> _Task to carry out_
The expected output is the complete data, reproduced exactly.

Input data section start

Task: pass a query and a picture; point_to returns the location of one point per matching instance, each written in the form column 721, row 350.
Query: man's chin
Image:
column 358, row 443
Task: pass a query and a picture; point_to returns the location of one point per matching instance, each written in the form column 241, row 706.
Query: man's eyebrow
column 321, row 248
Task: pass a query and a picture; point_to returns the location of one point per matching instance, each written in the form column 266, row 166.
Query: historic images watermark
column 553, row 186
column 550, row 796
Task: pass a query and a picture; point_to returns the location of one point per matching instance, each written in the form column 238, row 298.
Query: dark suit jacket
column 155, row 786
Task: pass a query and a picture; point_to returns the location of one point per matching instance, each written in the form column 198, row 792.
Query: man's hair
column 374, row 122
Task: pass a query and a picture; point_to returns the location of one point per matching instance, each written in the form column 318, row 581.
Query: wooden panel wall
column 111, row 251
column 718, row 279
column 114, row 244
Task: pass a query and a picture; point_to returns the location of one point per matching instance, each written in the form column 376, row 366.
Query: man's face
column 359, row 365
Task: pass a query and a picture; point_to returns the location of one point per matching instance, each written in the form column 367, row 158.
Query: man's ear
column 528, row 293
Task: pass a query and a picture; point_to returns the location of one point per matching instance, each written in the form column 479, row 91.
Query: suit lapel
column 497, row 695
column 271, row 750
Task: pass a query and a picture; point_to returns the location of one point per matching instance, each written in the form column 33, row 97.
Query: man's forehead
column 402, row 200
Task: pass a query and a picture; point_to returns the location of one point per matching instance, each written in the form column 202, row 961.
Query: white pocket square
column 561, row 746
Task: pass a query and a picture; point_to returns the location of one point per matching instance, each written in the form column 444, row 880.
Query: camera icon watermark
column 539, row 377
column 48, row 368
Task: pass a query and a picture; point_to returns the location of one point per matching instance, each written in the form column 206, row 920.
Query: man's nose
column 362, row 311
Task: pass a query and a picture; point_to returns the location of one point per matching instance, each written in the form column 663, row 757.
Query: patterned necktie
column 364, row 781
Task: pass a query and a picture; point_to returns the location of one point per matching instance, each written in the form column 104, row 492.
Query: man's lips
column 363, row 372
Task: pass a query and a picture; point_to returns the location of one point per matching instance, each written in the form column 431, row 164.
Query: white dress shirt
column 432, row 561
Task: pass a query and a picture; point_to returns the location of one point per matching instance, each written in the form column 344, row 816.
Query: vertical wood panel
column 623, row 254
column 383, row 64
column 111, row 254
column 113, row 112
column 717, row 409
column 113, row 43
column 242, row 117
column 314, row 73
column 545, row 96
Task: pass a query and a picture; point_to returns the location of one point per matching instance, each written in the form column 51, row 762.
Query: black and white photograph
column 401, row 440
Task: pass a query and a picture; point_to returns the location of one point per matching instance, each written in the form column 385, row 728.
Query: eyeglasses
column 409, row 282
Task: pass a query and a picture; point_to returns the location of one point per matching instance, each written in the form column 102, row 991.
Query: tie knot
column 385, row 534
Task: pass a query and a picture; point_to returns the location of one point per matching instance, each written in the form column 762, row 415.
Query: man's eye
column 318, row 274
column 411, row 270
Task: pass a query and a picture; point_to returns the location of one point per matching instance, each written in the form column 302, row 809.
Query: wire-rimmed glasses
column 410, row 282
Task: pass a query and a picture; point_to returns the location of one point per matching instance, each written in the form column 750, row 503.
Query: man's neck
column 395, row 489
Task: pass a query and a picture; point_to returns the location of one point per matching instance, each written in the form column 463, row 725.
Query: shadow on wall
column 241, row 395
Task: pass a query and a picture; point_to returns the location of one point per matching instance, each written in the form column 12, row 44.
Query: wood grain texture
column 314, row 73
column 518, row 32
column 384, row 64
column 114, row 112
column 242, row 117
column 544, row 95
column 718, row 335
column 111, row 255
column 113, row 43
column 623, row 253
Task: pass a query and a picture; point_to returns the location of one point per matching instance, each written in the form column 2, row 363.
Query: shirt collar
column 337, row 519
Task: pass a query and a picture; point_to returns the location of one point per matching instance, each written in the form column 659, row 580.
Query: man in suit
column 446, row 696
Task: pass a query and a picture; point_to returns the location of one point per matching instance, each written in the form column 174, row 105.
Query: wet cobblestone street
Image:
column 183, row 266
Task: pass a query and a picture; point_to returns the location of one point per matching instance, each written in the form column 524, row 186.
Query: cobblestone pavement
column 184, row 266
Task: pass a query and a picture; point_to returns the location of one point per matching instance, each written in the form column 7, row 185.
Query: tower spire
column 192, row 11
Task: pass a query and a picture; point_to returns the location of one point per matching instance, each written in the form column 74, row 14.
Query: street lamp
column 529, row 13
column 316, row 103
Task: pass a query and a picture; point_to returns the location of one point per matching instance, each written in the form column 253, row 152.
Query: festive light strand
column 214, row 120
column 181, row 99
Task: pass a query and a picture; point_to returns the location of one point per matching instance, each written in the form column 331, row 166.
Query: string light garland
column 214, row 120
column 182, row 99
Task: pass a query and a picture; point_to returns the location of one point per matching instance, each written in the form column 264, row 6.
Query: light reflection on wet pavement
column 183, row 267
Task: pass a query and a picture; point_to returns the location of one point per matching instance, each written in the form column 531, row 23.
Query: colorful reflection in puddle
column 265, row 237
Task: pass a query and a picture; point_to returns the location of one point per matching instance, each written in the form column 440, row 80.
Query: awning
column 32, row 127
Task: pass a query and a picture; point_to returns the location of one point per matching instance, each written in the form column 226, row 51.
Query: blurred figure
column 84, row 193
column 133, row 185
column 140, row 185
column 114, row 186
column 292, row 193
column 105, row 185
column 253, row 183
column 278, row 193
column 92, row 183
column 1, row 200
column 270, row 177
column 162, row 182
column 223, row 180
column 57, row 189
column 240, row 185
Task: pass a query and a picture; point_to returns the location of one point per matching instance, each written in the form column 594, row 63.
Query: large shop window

Input data section end

> _Written response_
Task: pass a query and a picture; point_to returns the location of one point per matching instance, each written in the form column 721, row 350.
Query: man's chin
Image:
column 358, row 443
Task: pass a query and a picture; point_to returns the location of one point per matching instance, each written in the form column 241, row 706.
Query: man's eyebrow
column 321, row 248
Task: pass a query and a picture; point_to returns the location of one point per matching instance, each written in the form column 266, row 166.
Query: historic images watermark
column 553, row 186
column 550, row 796
Task: pass a query and a picture; point_to returns the location of one point per matching instance, each written in the form column 238, row 298.
Query: dark suit jacket
column 155, row 786
Task: pass a query and a picture; point_to returns the location of one point per matching instance, each written in the form column 198, row 792.
Query: man's hair
column 374, row 122
Task: pass a query and a picture; point_to returns the location of one point per matching instance, each written in the form column 318, row 581.
Query: wooden panel wall
column 111, row 251
column 718, row 279
column 114, row 244
Task: pass a query and a picture; point_to returns the location of one point per matching instance, each written in the form column 376, row 366.
Query: man's face
column 359, row 365
Task: pass a query and a picture; point_to returns the location of one point per matching instance, each written in the form column 367, row 158.
Query: man's ear
column 528, row 293
Task: pass a query and a picture; point_to returns the location of one point per matching instance, each written in the form column 479, row 91.
Query: suit lapel
column 497, row 695
column 271, row 750
Task: pass a query and a picture; point_to returns the location of one point per matching instance, each written in the form column 33, row 97.
Query: man's forehead
column 402, row 200
Task: pass a query and a picture; point_to returns the location of one point per matching instance, each written in the form column 202, row 961.
Query: white pocket square
column 561, row 746
Task: pass a query and a picture; point_to returns the location of one point per matching instance, each written in the form column 444, row 880.
Query: camera icon watermark
column 539, row 377
column 48, row 368
Task: pass a query and a picture; point_to returns the location of one point per matching instance, each written in the form column 206, row 920.
Query: man's nose
column 362, row 311
Task: pass a query and a picture; point_to returns the location of one point per matching instance, each written in the form column 663, row 757.
Query: patterned necktie
column 364, row 781
Task: pass a query and a picture; point_to returns the location of one point per matching instance, each written in the form column 104, row 492.
Query: man's lips
column 363, row 372
Task: pass a query and a picture; point_to returns the location of one point per matching instance, each written in the form column 431, row 164.
Query: white dress shirt
column 432, row 561
Task: pass a query and a picture; point_to returns the location of one point per matching instance, each written in the form column 344, row 816.
Query: vertical wood panel
column 623, row 254
column 383, row 64
column 111, row 254
column 113, row 112
column 717, row 409
column 113, row 43
column 242, row 117
column 314, row 73
column 545, row 96
Task: pass a query and a picture; point_to returns the location of one point per matching instance, each written in the form column 51, row 762.
Query: black and white photograph
column 401, row 440
Task: pass a query and a picture; point_to returns the location of one point per matching instance, each written in the form column 385, row 728.
Query: eyeglasses
column 409, row 282
Task: pass a query and a picture; point_to returns the location of one point per matching instance, each written in the form column 102, row 991.
Query: tie knot
column 385, row 534
Task: pass a query and a picture; point_to returns the location of one point per matching instance, each written in the form column 762, row 415.
Query: man's eye
column 318, row 274
column 411, row 270
Task: pass a query and a picture; point_to returns the location of one point per matching instance, each written in the form column 302, row 809.
Query: wire-rimmed glasses
column 410, row 282
Task: pass a query and a picture; point_to returns the location of one point per matching instance, each written in the form column 750, row 503.
Query: man's neck
column 395, row 489
Task: pass a query and a picture; point_to returns the location of one point per matching instance, each written in the form column 463, row 725.
Query: shadow on wall
column 241, row 395
Task: pass a query and a picture; point_to returns the location of one point per matching instance, each written in the form column 12, row 44.
Query: wood grain texture
column 314, row 73
column 518, row 32
column 384, row 64
column 114, row 112
column 242, row 117
column 544, row 95
column 718, row 335
column 111, row 255
column 113, row 43
column 623, row 253
Task: pass a query and a picture; point_to returns the location of one point per matching instance, each written in the form column 2, row 363.
Query: shirt collar
column 337, row 519
Task: pass a query and a picture; point_to returns the location of one point per matching instance, each written in the form column 659, row 580.
Query: man in suit
column 446, row 696
Task: pass a query and a picture; point_to returns the location of one point per matching instance, each written in the form column 174, row 105.
Query: wet cobblestone street
Image:
column 183, row 266
Task: pass a query and a picture; point_to returns the location of one point per matching instance, each written in the form column 524, row 186.
Query: cobblestone pavement
column 184, row 266
Task: pass a query and a picture; point_to returns the location of one point per matching instance, each written in the form column 7, row 185.
Query: tower spire
column 192, row 11
Task: pass a query and a picture; point_to returns the location of one point per matching instance, each written in the form column 74, row 14.
Query: street lamp
column 529, row 13
column 316, row 103
Task: pass a query and a picture; point_to returns the location of one point per matching instance, each written in the form column 253, row 152.
Query: festive light strand
column 214, row 120
column 181, row 99
Task: pass a query and a picture; point_to returns the location of one point per matching instance, each written in the form column 331, row 166.
Query: string light garland
column 214, row 120
column 182, row 99
Task: pass a query and a picture; point_to returns the location of one point per matching instance, each written in the form column 264, row 6.
Query: light reflection on wet pavement
column 183, row 267
Task: pass a query and a picture; point_to returns the location of one point per matching instance, each written in the form column 531, row 23.
Query: colorful reflection in puddle
column 265, row 237
Task: pass a query and a picture; point_to returns the location of one point per matching instance, each written in the form column 440, row 80.
Query: awning
column 32, row 127
Task: pass a query and a picture; point_to returns the location of one point per matching instance, each written in the form column 226, row 51.
Query: blurred figure
column 84, row 193
column 133, row 185
column 140, row 185
column 114, row 186
column 292, row 193
column 105, row 185
column 253, row 183
column 278, row 193
column 92, row 183
column 1, row 200
column 270, row 177
column 162, row 182
column 223, row 180
column 57, row 189
column 240, row 185
Task: pass a query and a picture; point_to returns the location of one point per matching instance, each written in the form column 594, row 63.
Query: large shop window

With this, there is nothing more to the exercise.